EXERCISE: Please pull out every line below that contains the word "detergent", and copy each of those lines in full.

══════════

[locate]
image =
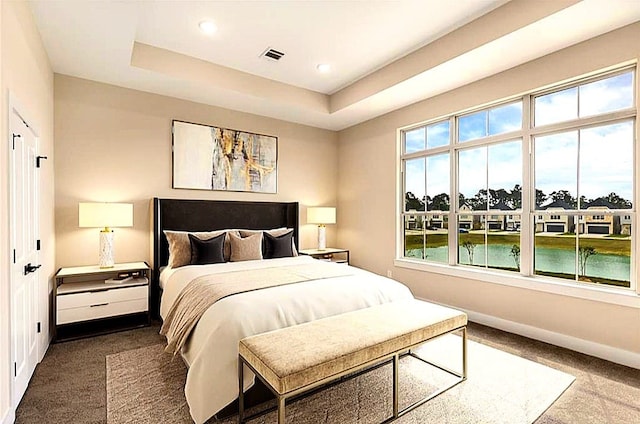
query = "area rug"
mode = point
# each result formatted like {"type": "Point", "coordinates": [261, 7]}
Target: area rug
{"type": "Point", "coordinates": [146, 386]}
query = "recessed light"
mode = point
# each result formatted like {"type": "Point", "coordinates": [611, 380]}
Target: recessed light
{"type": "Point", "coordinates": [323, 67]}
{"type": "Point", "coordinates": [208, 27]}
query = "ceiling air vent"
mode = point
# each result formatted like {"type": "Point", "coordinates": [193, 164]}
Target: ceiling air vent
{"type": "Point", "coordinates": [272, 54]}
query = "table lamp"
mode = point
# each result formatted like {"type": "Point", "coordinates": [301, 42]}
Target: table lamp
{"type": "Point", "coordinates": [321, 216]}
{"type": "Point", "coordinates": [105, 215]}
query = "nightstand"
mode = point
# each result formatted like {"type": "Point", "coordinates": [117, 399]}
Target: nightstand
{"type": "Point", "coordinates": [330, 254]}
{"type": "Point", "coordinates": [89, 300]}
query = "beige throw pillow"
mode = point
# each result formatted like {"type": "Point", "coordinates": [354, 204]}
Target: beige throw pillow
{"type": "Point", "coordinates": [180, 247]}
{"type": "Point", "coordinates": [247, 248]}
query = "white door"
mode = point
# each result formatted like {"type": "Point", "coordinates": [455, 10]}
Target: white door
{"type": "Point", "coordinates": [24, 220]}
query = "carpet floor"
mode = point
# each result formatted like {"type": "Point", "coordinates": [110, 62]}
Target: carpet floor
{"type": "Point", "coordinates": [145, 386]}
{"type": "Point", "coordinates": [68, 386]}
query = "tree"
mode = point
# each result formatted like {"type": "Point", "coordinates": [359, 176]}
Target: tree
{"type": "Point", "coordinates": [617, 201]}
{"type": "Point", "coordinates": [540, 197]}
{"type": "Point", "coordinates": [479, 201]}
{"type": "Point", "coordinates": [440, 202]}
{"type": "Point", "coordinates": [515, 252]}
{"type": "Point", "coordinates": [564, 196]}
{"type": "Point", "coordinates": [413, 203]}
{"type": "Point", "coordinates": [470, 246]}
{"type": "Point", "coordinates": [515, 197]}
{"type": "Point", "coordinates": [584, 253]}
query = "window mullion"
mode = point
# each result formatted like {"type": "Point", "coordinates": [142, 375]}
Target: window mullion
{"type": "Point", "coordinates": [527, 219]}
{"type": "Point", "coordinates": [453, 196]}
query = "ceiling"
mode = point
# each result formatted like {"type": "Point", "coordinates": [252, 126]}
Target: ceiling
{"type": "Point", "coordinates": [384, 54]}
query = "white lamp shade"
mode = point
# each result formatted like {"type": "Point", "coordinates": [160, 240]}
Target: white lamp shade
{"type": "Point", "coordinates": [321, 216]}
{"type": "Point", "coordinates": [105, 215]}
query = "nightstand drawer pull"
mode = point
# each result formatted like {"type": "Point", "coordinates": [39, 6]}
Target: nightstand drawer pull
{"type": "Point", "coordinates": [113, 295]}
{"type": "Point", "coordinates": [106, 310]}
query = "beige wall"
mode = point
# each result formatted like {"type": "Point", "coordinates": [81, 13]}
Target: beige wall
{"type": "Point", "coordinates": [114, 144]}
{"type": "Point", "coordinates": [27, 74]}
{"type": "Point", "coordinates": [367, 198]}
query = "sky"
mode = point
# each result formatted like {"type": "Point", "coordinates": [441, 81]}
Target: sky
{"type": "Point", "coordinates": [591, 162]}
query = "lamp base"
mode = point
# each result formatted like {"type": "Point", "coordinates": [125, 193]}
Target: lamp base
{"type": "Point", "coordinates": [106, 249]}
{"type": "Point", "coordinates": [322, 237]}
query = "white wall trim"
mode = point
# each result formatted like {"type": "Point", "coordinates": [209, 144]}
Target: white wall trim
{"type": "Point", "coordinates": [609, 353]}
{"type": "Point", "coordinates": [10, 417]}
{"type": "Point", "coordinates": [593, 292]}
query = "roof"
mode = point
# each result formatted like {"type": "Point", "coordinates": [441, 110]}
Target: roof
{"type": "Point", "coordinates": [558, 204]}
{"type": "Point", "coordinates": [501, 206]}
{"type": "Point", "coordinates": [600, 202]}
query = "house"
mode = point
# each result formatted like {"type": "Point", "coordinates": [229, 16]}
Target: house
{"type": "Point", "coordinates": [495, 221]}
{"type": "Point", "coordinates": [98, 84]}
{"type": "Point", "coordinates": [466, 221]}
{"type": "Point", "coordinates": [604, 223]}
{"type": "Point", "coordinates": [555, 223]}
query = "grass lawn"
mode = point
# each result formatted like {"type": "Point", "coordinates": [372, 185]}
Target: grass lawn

══════════

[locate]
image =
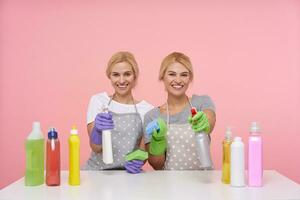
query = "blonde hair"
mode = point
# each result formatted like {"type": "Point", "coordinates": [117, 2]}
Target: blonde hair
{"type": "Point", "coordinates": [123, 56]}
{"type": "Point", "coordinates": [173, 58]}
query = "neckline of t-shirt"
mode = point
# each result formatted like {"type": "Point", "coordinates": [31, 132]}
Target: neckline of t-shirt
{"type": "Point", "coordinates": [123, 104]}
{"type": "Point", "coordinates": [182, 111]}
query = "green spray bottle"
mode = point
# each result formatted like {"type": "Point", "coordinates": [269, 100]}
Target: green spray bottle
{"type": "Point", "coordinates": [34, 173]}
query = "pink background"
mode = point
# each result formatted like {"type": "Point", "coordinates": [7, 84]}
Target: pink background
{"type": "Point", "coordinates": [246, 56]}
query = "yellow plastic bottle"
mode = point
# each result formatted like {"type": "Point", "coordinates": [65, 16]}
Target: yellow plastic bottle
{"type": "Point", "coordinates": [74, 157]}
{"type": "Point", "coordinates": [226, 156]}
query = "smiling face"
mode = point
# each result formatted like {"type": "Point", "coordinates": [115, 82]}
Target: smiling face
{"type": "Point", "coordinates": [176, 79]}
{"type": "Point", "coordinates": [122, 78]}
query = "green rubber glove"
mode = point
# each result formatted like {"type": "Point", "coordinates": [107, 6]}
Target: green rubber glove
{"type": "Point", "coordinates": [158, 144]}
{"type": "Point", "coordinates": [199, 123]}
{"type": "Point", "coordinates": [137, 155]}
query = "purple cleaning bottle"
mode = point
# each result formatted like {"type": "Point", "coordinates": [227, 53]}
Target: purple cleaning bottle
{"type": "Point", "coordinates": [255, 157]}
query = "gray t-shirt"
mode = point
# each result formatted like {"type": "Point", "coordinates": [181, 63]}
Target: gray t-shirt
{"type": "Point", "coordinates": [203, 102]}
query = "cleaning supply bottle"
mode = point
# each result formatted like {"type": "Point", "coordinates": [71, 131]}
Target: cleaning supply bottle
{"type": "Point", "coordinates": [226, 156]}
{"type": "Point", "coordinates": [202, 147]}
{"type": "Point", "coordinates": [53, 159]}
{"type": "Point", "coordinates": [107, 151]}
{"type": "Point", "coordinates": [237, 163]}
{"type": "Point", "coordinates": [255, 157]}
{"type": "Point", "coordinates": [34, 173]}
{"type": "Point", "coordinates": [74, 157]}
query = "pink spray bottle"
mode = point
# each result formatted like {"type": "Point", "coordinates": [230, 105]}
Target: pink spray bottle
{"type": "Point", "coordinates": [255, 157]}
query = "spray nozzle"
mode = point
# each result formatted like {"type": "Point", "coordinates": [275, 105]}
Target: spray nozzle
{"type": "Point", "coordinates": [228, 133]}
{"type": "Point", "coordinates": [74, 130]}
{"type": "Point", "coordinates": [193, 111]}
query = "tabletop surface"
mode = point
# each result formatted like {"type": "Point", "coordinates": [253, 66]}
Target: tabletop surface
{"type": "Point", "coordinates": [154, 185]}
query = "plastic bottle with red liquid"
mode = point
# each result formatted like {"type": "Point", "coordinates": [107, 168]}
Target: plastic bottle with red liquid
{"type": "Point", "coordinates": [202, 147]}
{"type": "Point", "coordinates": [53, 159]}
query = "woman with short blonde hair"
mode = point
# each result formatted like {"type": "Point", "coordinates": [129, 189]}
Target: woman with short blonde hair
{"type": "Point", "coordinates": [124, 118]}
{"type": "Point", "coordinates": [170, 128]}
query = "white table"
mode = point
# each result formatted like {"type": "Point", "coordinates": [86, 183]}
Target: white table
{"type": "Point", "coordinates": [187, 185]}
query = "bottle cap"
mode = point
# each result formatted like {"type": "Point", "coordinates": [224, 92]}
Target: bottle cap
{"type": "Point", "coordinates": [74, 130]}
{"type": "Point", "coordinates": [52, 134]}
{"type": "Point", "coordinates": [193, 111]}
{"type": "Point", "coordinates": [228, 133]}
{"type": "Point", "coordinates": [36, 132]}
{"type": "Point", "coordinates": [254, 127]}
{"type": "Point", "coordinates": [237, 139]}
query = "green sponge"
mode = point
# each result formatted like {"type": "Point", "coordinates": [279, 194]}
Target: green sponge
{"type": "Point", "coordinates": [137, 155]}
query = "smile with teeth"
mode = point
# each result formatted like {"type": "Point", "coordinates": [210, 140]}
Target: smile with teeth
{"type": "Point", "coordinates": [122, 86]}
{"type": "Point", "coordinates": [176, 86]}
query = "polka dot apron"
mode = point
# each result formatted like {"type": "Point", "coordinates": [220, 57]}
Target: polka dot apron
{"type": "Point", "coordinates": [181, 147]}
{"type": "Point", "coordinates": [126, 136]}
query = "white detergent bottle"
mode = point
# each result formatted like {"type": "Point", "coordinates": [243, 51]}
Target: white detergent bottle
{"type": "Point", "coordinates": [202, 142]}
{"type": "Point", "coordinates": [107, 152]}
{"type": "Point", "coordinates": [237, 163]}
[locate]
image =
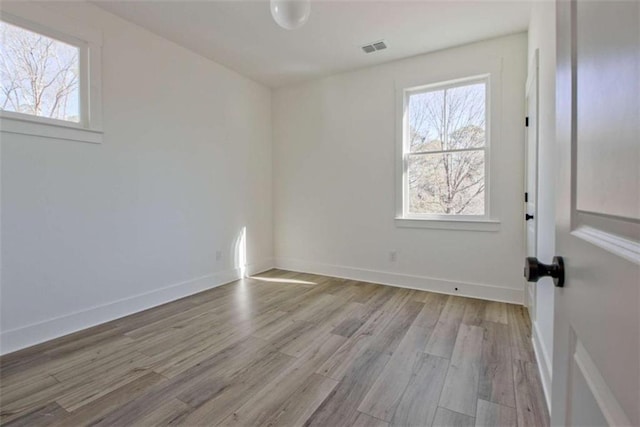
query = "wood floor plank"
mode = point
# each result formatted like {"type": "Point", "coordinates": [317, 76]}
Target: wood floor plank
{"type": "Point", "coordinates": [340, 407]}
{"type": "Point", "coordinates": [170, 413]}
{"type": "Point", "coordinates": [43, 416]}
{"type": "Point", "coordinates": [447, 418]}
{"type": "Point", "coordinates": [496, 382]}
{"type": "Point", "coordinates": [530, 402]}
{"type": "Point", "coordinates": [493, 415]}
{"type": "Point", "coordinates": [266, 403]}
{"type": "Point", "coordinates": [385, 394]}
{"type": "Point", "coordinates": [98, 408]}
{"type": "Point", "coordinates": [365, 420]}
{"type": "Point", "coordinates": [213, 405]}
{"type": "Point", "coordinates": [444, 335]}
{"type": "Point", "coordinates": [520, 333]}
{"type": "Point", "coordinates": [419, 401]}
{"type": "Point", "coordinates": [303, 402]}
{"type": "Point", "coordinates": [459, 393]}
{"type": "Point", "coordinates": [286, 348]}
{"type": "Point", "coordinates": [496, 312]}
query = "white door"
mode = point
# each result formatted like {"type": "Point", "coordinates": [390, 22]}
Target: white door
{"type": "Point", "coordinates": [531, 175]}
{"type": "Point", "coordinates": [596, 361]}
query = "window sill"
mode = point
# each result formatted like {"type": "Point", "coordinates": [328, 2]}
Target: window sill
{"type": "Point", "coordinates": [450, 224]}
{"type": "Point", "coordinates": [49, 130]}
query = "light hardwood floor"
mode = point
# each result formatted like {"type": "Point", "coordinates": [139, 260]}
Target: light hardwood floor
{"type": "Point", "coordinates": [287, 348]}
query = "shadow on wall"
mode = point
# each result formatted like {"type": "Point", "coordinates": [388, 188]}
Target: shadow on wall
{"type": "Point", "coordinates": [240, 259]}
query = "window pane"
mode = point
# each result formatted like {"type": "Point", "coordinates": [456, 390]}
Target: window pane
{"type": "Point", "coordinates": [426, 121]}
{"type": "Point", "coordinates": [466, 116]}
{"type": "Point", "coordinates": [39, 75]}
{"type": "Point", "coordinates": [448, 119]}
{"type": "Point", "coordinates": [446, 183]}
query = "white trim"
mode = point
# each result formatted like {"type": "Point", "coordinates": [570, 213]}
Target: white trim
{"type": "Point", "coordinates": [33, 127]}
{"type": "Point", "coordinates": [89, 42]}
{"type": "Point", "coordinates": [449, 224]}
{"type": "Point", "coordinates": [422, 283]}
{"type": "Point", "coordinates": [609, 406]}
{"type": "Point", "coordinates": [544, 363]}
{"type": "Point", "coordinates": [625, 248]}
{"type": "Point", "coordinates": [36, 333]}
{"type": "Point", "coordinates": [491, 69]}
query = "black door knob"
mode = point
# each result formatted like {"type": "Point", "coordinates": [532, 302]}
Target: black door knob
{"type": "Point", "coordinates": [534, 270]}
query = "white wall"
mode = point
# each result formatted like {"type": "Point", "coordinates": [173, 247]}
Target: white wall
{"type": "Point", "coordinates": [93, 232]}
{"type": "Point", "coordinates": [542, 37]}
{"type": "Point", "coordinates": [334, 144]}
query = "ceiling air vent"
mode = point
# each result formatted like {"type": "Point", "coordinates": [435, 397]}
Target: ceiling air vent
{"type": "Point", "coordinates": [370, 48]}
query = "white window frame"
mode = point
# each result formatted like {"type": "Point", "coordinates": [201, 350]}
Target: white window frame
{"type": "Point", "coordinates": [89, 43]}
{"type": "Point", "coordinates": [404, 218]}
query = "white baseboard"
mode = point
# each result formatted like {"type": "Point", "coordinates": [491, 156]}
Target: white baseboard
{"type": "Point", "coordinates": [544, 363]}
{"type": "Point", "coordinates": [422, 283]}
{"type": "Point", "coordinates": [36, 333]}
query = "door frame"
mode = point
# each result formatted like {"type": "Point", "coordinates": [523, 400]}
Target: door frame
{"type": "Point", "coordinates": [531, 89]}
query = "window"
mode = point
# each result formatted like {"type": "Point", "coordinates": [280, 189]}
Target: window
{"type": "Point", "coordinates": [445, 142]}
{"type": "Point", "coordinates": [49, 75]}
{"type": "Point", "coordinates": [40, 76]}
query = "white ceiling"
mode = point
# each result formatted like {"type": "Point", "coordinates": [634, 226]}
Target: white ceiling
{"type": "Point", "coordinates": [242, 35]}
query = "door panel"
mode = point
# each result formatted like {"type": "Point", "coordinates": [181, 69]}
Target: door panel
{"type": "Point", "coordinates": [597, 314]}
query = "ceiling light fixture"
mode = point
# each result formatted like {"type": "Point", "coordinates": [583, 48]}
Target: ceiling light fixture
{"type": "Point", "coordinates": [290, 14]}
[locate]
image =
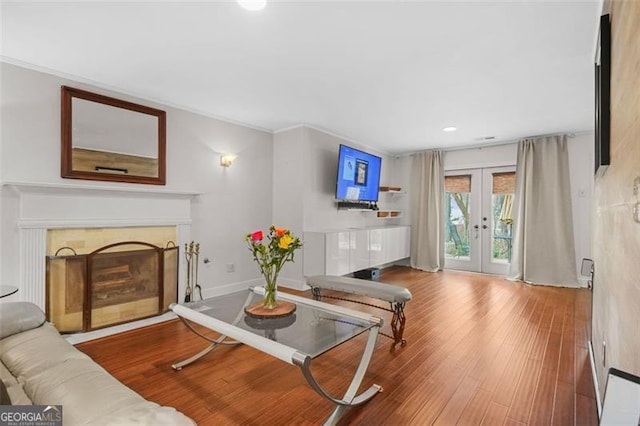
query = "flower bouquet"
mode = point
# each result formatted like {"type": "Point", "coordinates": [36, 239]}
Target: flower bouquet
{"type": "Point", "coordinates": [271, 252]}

══════════

ANSWER:
query = "white detergent bottle"
Target: white detergent bottle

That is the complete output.